Casey Moore and Henry G. Sanders in Charles Burnett's Killer of Sheep. Photo courtesy of Kino Lorber/Milestone Films

“Bush Mama,” the 1975 senior thesis of Haile Gerima (who matriculated at UCLA in 1970), is set in the Watts neighborhood of Los Angeles. Barbara O. Jones plays Dorothy, who struggles with raising her young daughter (Susan Williams) when her partner, T.C. (Johnny Weathers), is jailed for a crime he didn’t commit. (The film opens April 25 and 28.) Gerima’s unflinching but at times genuinely comic take on Dorothy’s life ranges from documentary footage of street life and politically charged interactions with government officials to candid conversations with a neighbor (Cora Lee Day) and a voiceover that reveals Dorothy’s inner world.

Julie Dash enrolled at UCLA in 1976, but her first feature, Daughters of the Dust (May 2 and 4), wasn’t made until 1991. Although it’s her only feature film to date, it has left a lasting mark on cinema history for its approach to narrative. Set in 1902 in a Gullah community on an island off the coast of Georgia, the film follows an extended family preparing to move north. Their complex relationships are strained by memories of the past, including their ancestors’ tragic resistance to slavery and the persistence of African traditions. Dash (whose cast also includes Jones and Day) brings the region’s culture to life with a gorgeous, spiritually uplifting style that’s among the most distinctive in contemporary cinema.

▶ **GIVEN INFORMATION**:
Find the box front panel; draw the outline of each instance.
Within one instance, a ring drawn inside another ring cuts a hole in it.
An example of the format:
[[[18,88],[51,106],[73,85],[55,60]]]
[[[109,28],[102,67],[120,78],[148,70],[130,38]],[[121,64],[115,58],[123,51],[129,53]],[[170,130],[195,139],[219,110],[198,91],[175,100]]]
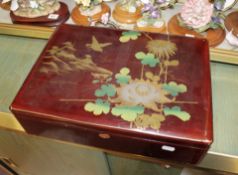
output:
[[[207,151],[207,149],[145,140],[69,123],[45,119],[35,120],[22,114],[16,114],[16,116],[26,131],[31,134],[83,144],[89,146],[89,148],[97,147],[103,151],[116,151],[192,164],[201,160]]]

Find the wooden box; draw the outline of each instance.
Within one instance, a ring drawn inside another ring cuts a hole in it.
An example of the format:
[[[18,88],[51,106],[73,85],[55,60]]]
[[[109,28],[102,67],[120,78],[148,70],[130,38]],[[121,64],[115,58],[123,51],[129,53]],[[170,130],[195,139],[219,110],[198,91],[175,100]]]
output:
[[[31,134],[196,163],[212,143],[208,43],[62,25],[11,110]]]

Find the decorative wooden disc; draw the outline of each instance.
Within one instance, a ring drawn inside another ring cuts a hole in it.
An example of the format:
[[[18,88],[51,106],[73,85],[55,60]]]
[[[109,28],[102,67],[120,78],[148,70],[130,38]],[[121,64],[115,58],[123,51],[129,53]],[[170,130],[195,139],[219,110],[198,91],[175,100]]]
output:
[[[95,22],[100,21],[103,14],[110,13],[110,8],[107,4],[102,3],[101,7],[102,7],[102,11],[93,15],[93,16],[90,16],[90,20],[95,21]],[[79,6],[74,7],[74,9],[71,13],[71,18],[76,24],[83,25],[83,26],[90,25],[89,17],[82,15],[80,13]]]
[[[214,47],[222,43],[225,39],[226,33],[222,28],[208,29],[205,35],[197,33],[196,31],[189,30],[179,25],[177,15],[173,16],[168,22],[168,31],[170,34],[175,35],[193,35],[198,38],[206,38],[209,42],[209,46]]]
[[[147,27],[138,27],[135,26],[135,30],[138,31],[145,31],[145,32],[152,32],[152,33],[166,33],[166,26],[165,24],[162,27],[154,27],[154,26],[147,26]]]
[[[141,7],[137,8],[135,13],[130,13],[123,10],[120,4],[117,4],[112,16],[120,23],[134,24],[141,17]]]
[[[58,26],[64,23],[70,16],[68,7],[63,2],[60,2],[60,9],[51,15],[58,15],[58,18],[57,19],[49,18],[50,15],[36,17],[36,18],[26,18],[26,17],[16,16],[12,11],[10,12],[12,22],[15,24],[28,24],[28,25],[39,25],[39,26],[49,26],[49,27]]]
[[[0,7],[2,8],[2,9],[4,9],[4,10],[10,10],[10,7],[11,7],[11,1],[9,1],[9,2],[6,2],[6,3],[0,3]]]
[[[228,31],[232,30],[232,33],[237,36],[238,35],[238,11],[232,12],[229,15],[227,15],[224,24]]]

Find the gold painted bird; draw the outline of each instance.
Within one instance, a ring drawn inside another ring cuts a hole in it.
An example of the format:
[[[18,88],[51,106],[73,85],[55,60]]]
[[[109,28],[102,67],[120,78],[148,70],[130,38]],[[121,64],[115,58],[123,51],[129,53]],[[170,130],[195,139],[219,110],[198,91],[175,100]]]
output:
[[[95,36],[92,36],[92,43],[87,43],[86,46],[95,52],[103,52],[103,48],[110,46],[112,43],[99,43]]]

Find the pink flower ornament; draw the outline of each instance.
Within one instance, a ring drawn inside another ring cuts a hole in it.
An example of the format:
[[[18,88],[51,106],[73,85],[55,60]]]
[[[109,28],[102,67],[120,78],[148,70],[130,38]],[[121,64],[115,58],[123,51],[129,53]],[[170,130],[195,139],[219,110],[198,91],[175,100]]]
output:
[[[188,0],[180,13],[184,24],[194,29],[203,27],[211,21],[213,4],[208,0]]]

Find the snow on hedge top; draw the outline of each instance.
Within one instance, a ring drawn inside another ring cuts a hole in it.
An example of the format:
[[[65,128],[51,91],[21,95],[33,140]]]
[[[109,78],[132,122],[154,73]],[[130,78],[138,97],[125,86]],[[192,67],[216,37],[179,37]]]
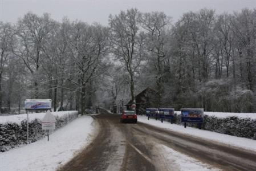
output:
[[[176,111],[177,114],[180,115],[180,111]],[[237,117],[240,119],[249,118],[256,120],[256,113],[229,113],[218,112],[204,112],[205,115],[215,116],[219,118],[226,118],[229,117]]]
[[[53,112],[52,115],[55,117],[62,117],[66,115],[75,115],[78,113],[76,111]],[[30,121],[38,119],[42,120],[44,116],[46,113],[29,113],[29,118]],[[5,124],[7,123],[15,123],[20,124],[22,120],[27,120],[27,114],[14,115],[10,116],[0,116],[0,124]]]

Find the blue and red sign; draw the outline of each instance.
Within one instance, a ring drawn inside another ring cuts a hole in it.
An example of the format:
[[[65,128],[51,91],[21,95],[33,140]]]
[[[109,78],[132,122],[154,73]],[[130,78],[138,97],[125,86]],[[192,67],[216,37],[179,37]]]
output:
[[[158,108],[146,108],[146,116],[148,117],[156,117],[159,113]]]
[[[174,117],[174,109],[159,108],[159,115],[161,119],[173,119]]]
[[[51,109],[51,99],[26,99],[26,109]]]
[[[181,122],[202,123],[204,109],[183,108],[181,109]]]

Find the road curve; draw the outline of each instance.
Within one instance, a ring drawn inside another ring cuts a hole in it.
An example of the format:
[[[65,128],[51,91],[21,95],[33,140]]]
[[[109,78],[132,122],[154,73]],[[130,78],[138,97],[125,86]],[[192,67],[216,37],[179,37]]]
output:
[[[224,170],[256,170],[256,154],[148,124],[121,124],[119,116],[94,116],[94,141],[59,170],[169,170],[156,149],[162,144]],[[175,170],[170,167],[170,170]]]

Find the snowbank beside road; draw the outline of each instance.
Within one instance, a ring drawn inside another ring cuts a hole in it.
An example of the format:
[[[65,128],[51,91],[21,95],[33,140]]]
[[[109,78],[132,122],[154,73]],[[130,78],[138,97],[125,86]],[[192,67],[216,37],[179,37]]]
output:
[[[0,170],[55,170],[91,141],[93,119],[79,117],[39,141],[0,153]]]
[[[180,115],[180,111],[175,111],[177,115]],[[215,116],[219,118],[226,118],[229,117],[237,117],[240,119],[249,118],[256,120],[256,113],[230,113],[218,112],[204,112],[204,113],[209,116]]]
[[[210,141],[214,141],[228,145],[237,146],[256,152],[256,140],[246,138],[238,137],[214,132],[201,130],[191,127],[185,128],[182,125],[171,124],[164,121],[162,123],[159,120],[155,120],[144,116],[138,116],[138,121],[152,125],[155,127],[168,129],[181,133],[186,134],[194,137],[198,137]]]
[[[69,111],[63,112],[53,112],[52,113],[55,116],[61,117],[64,115],[74,115],[77,113],[78,111]],[[29,120],[31,121],[35,119],[42,120],[44,116],[46,113],[29,113]],[[24,120],[27,120],[27,114],[14,115],[9,116],[0,116],[0,124],[9,123],[17,123],[21,124],[21,121]]]

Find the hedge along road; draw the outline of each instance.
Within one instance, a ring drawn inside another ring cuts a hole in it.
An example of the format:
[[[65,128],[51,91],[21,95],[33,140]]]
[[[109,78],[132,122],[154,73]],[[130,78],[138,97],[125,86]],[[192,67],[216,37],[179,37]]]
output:
[[[59,170],[176,170],[157,149],[162,144],[225,170],[256,170],[256,154],[137,123],[121,124],[120,116],[94,116],[94,141]]]

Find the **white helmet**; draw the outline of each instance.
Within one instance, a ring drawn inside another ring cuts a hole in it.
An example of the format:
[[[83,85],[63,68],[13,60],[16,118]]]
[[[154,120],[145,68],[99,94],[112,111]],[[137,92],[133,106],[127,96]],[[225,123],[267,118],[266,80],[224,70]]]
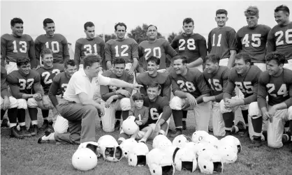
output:
[[[147,165],[152,175],[175,174],[175,167],[172,156],[159,149],[153,149],[146,155]]]
[[[184,147],[184,145],[187,142],[189,142],[189,141],[187,139],[187,136],[184,135],[180,135],[175,137],[173,140],[173,145],[182,149]]]
[[[161,142],[161,141],[163,141],[163,140],[169,140],[169,139],[166,137],[166,136],[165,136],[163,135],[156,135],[154,137],[154,139],[153,139],[152,147],[154,149],[158,148],[159,147],[159,142]],[[171,143],[171,142],[170,142],[170,143]]]
[[[175,167],[178,171],[185,169],[194,172],[196,170],[197,159],[191,147],[184,147],[177,151],[175,156]]]
[[[203,139],[204,137],[208,135],[208,132],[205,130],[197,130],[193,133],[193,135],[191,136],[191,141],[193,141],[193,142],[198,143]]]
[[[234,163],[238,160],[238,149],[229,144],[220,144],[218,153],[222,158],[224,163]]]
[[[130,151],[133,150],[137,144],[137,141],[131,138],[124,140],[119,145],[123,151],[123,157],[128,158]]]
[[[198,158],[198,165],[200,172],[213,174],[223,172],[223,162],[217,151],[203,151]]]
[[[122,128],[126,135],[132,135],[139,130],[139,127],[135,123],[135,116],[129,116],[122,124]]]
[[[123,158],[123,151],[115,139],[109,135],[101,136],[97,143],[99,145],[99,153],[105,160],[118,162]]]
[[[238,148],[238,153],[240,153],[241,151],[242,147],[241,147],[240,142],[238,138],[236,138],[234,136],[227,135],[223,137],[222,139],[221,139],[220,142],[224,143],[224,144],[228,143],[228,144],[230,144],[231,145],[235,146],[235,147]]]
[[[94,169],[97,165],[96,155],[89,149],[78,149],[72,156],[72,165],[80,171]]]
[[[129,154],[129,165],[132,167],[146,165],[146,155],[148,153],[148,146],[143,142],[138,142]]]

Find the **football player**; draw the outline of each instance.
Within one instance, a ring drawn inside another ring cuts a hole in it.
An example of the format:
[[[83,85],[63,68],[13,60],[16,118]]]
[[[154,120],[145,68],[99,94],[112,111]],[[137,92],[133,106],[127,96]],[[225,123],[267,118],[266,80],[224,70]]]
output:
[[[227,11],[219,9],[216,11],[215,21],[217,27],[213,29],[208,35],[207,50],[209,53],[219,56],[220,65],[231,69],[233,66],[234,56],[236,54],[236,32],[226,24],[228,20]]]
[[[292,70],[292,23],[289,20],[290,10],[284,5],[275,9],[275,26],[268,36],[267,52],[279,52],[286,56],[284,67]]]
[[[41,75],[41,84],[44,93],[43,104],[45,109],[42,109],[43,123],[39,129],[45,130],[49,126],[49,109],[53,109],[53,119],[57,114],[57,109],[54,109],[54,105],[48,97],[50,86],[52,84],[54,76],[64,71],[64,66],[59,63],[53,63],[53,52],[50,49],[43,49],[41,53],[41,57],[43,66],[37,69],[36,72]],[[52,123],[50,122],[50,123]]]
[[[34,136],[38,133],[38,109],[43,105],[42,100],[43,91],[41,88],[40,75],[31,70],[31,64],[28,58],[17,58],[16,60],[17,70],[14,70],[7,76],[7,82],[11,89],[12,95],[17,99],[18,109],[15,115],[10,115],[10,123],[16,121],[17,117],[20,130],[24,137]],[[25,126],[25,109],[29,109],[31,120],[32,132],[29,133]],[[10,119],[11,118],[11,119]]]
[[[84,32],[86,38],[79,38],[75,45],[74,60],[78,68],[83,68],[82,59],[88,54],[98,54],[103,59],[105,58],[104,47],[105,43],[103,38],[95,36],[94,24],[87,22],[84,24]],[[103,61],[103,63],[105,62]],[[105,67],[103,68],[105,70]]]
[[[54,33],[54,22],[52,19],[45,18],[43,24],[45,34],[38,36],[34,40],[36,59],[40,59],[43,49],[48,48],[53,52],[54,63],[64,64],[70,59],[67,40],[61,34]]]
[[[224,91],[223,100],[220,102],[220,109],[224,120],[226,135],[232,135],[233,112],[239,107],[241,108],[246,126],[244,130],[244,126],[238,125],[238,128],[243,131],[240,136],[247,137],[249,133],[251,137],[254,135],[252,125],[250,125],[250,120],[248,119],[248,109],[249,105],[256,101],[258,77],[262,71],[258,66],[251,66],[251,56],[247,53],[242,52],[235,55],[235,66],[230,73],[227,87]],[[231,98],[236,86],[243,93],[243,98],[241,96]],[[257,119],[250,116],[251,121]]]
[[[270,52],[267,54],[265,59],[267,71],[263,72],[258,79],[258,105],[254,109],[259,112],[260,118],[258,122],[253,122],[253,125],[255,132],[256,130],[256,132],[258,134],[261,132],[263,119],[269,120],[268,145],[272,148],[280,148],[291,139],[290,133],[283,133],[285,122],[290,121],[290,128],[292,128],[292,71],[283,68],[285,54],[282,53]],[[254,139],[258,146],[261,145],[258,136]]]
[[[7,74],[17,70],[16,59],[26,57],[30,59],[31,68],[36,68],[34,42],[31,37],[23,34],[23,21],[15,17],[10,22],[12,34],[4,34],[1,37],[1,65],[5,66]],[[5,66],[5,61],[6,65]]]
[[[149,84],[147,88],[147,96],[144,100],[144,106],[149,109],[148,121],[145,125],[152,128],[153,130],[149,137],[151,139],[154,139],[157,135],[166,136],[168,131],[171,109],[168,99],[159,96],[161,90],[161,87],[157,82]],[[142,135],[141,136],[143,136]],[[128,138],[129,136],[127,135],[121,133],[118,142],[121,143]]]
[[[125,38],[126,26],[123,22],[115,25],[116,40],[106,42],[105,47],[107,69],[112,69],[112,63],[117,58],[122,58],[126,63],[126,70],[133,75],[138,66],[138,44],[131,38]]]
[[[171,46],[175,50],[178,48],[179,55],[187,56],[188,68],[196,67],[203,72],[202,64],[207,56],[206,39],[203,36],[194,33],[193,19],[184,19],[182,25],[184,33],[176,36],[172,41]]]
[[[171,137],[182,132],[182,110],[193,109],[196,117],[196,130],[208,131],[210,116],[210,102],[203,102],[203,96],[209,96],[211,92],[204,79],[203,73],[196,68],[187,67],[187,57],[179,55],[173,59],[173,70],[169,76],[175,97],[171,99],[170,106],[176,132]]]
[[[247,26],[239,29],[236,33],[238,52],[244,52],[249,54],[251,56],[251,63],[265,71],[265,45],[271,28],[266,25],[258,24],[259,15],[256,6],[247,8],[244,11],[244,15],[247,17]]]
[[[140,69],[139,72],[143,73],[143,69],[147,69],[147,60],[151,56],[154,56],[160,59],[159,69],[166,69],[166,55],[168,54],[173,57],[177,54],[177,52],[171,47],[166,39],[157,39],[157,27],[156,26],[148,26],[146,35],[148,37],[148,40],[143,41],[138,47]]]
[[[220,101],[223,99],[223,92],[226,91],[230,70],[224,66],[219,66],[220,57],[210,54],[205,58],[204,70],[205,80],[212,89],[210,96],[203,97],[204,102],[212,102],[211,116],[212,116],[213,133],[214,136],[225,136],[224,121],[220,112]]]
[[[170,100],[170,79],[166,73],[158,72],[159,69],[161,59],[154,56],[150,56],[147,59],[147,72],[139,74],[137,76],[137,83],[143,85],[140,89],[140,92],[147,96],[147,86],[152,82],[157,82],[161,87],[161,93],[159,94],[162,97]]]
[[[104,77],[119,79],[128,83],[133,82],[133,75],[129,75],[125,70],[125,61],[121,58],[116,58],[113,61],[113,70],[108,70],[102,75]],[[105,117],[110,117],[115,114],[116,111],[122,111],[122,116],[123,120],[126,120],[129,116],[129,110],[131,109],[131,101],[129,97],[132,94],[132,89],[117,88],[112,86],[101,86],[101,105],[103,107],[111,107],[111,114],[105,114]],[[115,129],[119,128],[121,115],[116,115]],[[103,123],[103,127],[107,127]]]

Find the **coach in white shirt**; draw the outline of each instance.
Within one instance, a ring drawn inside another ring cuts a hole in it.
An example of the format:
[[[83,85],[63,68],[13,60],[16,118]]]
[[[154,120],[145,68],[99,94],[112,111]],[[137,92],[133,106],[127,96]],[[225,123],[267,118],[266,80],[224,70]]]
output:
[[[105,86],[131,87],[139,89],[142,86],[98,75],[101,57],[89,55],[84,58],[84,70],[73,74],[64,93],[64,98],[57,106],[60,114],[68,121],[69,133],[60,134],[47,130],[38,143],[57,141],[74,144],[96,142],[95,118],[97,110],[104,114],[104,109],[93,100],[98,84]],[[98,78],[95,78],[98,77]],[[97,81],[96,81],[97,79]]]

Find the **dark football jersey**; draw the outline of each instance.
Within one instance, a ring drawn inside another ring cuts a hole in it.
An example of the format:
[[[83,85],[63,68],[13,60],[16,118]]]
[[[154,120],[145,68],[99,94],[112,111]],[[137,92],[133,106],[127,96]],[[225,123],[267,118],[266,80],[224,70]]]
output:
[[[278,77],[270,76],[263,72],[258,79],[258,102],[261,108],[267,107],[266,96],[269,105],[285,102],[287,107],[292,105],[292,70],[283,68]]]
[[[286,59],[292,59],[292,22],[286,26],[276,25],[268,36],[267,52],[279,52]]]
[[[50,69],[45,69],[41,67],[36,70],[41,75],[41,84],[43,86],[45,95],[49,93],[50,86],[52,84],[52,79],[56,75],[64,71],[64,66],[59,63],[54,63],[53,67]]]
[[[1,96],[4,98],[4,96],[8,96],[8,84],[6,81],[7,72],[4,67],[1,66]]]
[[[108,70],[102,74],[104,77],[118,79],[120,80],[125,81],[126,82],[133,84],[133,76],[130,75],[128,71],[124,70],[123,74],[121,77],[117,77],[112,70]],[[103,100],[106,101],[112,96],[116,95],[115,91],[119,89],[125,89],[128,91],[130,94],[132,94],[133,89],[131,88],[117,88],[113,86],[103,86],[101,85],[101,96]]]
[[[258,77],[262,71],[256,66],[251,66],[245,75],[238,74],[236,68],[232,68],[223,98],[231,98],[235,86],[244,96],[244,105],[256,101],[258,89]]]
[[[144,94],[145,96],[147,94],[147,86],[152,82],[157,82],[161,86],[161,93],[160,96],[166,98],[168,100],[170,100],[170,79],[165,73],[157,73],[156,77],[150,77],[148,73],[143,73],[139,74],[136,77],[136,82],[138,84],[143,85],[140,89],[140,92]]]
[[[245,26],[238,31],[238,50],[251,55],[252,63],[265,63],[265,46],[268,34],[271,28],[266,25],[258,24],[254,28]]]
[[[66,60],[70,59],[67,40],[61,34],[56,33],[53,37],[48,37],[45,34],[41,35],[36,38],[34,43],[37,59],[40,58],[41,51],[45,48],[49,48],[52,51],[54,63],[63,64]]]
[[[161,113],[163,113],[161,119],[166,121],[170,117],[171,109],[166,98],[159,96],[154,102],[152,102],[147,96],[144,100],[144,106],[149,108],[149,118],[146,125],[156,123]]]
[[[203,75],[205,80],[209,83],[212,89],[211,96],[215,96],[216,101],[223,99],[223,92],[226,89],[230,69],[226,66],[220,66],[217,71],[210,74],[205,69]]]
[[[105,61],[112,61],[116,58],[122,58],[127,63],[133,63],[133,59],[138,60],[138,44],[131,38],[122,40],[110,40],[105,46]]]
[[[208,52],[221,59],[229,58],[229,51],[237,50],[236,45],[236,32],[230,26],[217,27],[209,33]]]
[[[40,75],[34,70],[31,70],[27,75],[22,75],[18,70],[14,70],[7,76],[7,82],[12,95],[17,99],[22,98],[23,93],[43,94]]]
[[[83,58],[89,54],[97,54],[103,59],[105,45],[103,38],[99,36],[92,40],[83,38],[78,39],[75,45],[75,61],[78,65],[83,64]]]
[[[3,35],[1,37],[1,54],[7,61],[15,63],[19,57],[29,58],[31,68],[36,68],[34,42],[29,35],[24,34],[21,37],[11,34]]]
[[[154,56],[160,59],[159,69],[166,68],[166,54],[171,57],[177,55],[177,52],[171,47],[166,39],[159,38],[154,43],[144,40],[140,43],[138,47],[140,66],[147,70],[147,60],[150,56]]]
[[[176,91],[182,91],[198,98],[211,92],[211,89],[205,81],[203,73],[196,68],[187,68],[187,74],[184,76],[177,75],[173,70],[169,76],[173,93]]]
[[[177,36],[171,43],[171,47],[175,50],[178,48],[178,54],[187,56],[188,63],[200,57],[204,60],[207,56],[206,39],[198,33],[187,36],[184,33]]]

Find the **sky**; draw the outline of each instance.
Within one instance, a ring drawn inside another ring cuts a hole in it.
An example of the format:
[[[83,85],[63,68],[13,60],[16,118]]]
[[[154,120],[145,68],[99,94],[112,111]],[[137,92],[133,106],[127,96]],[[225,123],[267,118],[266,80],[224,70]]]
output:
[[[55,32],[73,45],[85,37],[83,25],[88,21],[94,23],[96,34],[113,33],[115,24],[122,22],[127,31],[143,23],[154,24],[167,38],[172,32],[182,30],[184,18],[191,17],[194,32],[206,36],[217,26],[217,9],[228,11],[226,26],[238,31],[247,24],[244,11],[249,6],[258,8],[259,24],[272,27],[277,24],[274,9],[282,4],[292,11],[292,1],[1,1],[0,33],[10,33],[10,20],[18,17],[24,22],[24,33],[35,38],[45,33],[43,21],[49,17],[54,21]]]

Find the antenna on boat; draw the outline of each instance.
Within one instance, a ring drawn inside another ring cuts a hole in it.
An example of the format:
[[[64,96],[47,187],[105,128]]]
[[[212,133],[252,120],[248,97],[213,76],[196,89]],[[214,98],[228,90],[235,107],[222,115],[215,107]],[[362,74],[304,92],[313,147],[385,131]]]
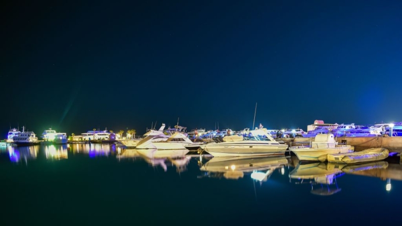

▶ **TO BE DONE**:
1. Answer these questions from the film article, answering each on its own line with the same letter:
(a) In what year did Haile Gerima matriculate at UCLA?
(b) In which neighborhood is "Bush Mama" set?
(c) In what year is Daughters of the Dust set?
2. Rewrite the part of the film article starting with "Casey Moore and" and going on through "Dorothy’s inner world.", swapping "Dorothy" for "Dottie".
3. Decide whether each statement agrees with the film article, answering yes or no and quoting the deciding words:
(a) Julie Dash enrolled at UCLA in 1976.
(b) Daughters of the Dust is Dash's second feature film.
(c) T.C. is jailed for a crime he committed.

▶ **OUTPUTS**:
1.
(a) 1970
(b) The Watts neighborhood of Los Angeles
(c) 1902

2.
Casey Moore and Henry G. Sanders in Charles Burnett's Killer of Sheep. Photo courtesy of Kino Lorber/Milestone Films

“Bush Mama,” the 1975 senior thesis of Haile Gerima (who matriculated at UCLA in 1970), is set in the Watts neighborhood of Los Angeles. Barbara O. Jones plays Dottie, who struggles with raising her young daughter (Susan Williams) when her partner, T.C. (Johnny Weathers), is jailed for a crime he didn’t commit. (The film opens April 25 and 28.) Gerima’s unflinching but at times genuinely comic take on Dottie’s life ranges from documentary footage of street life and politically charged interactions with government officials to candid conversations with a neighbor (Cora Lee Day) and a voiceover that reveals Dottie’s inner world.

3.
(a) Yes: "Julie Dash enrolled at UCLA in 1976"
(b) No: "Although it’s her only feature film to date"
(c) No: "is jailed for a crime he didn’t commit"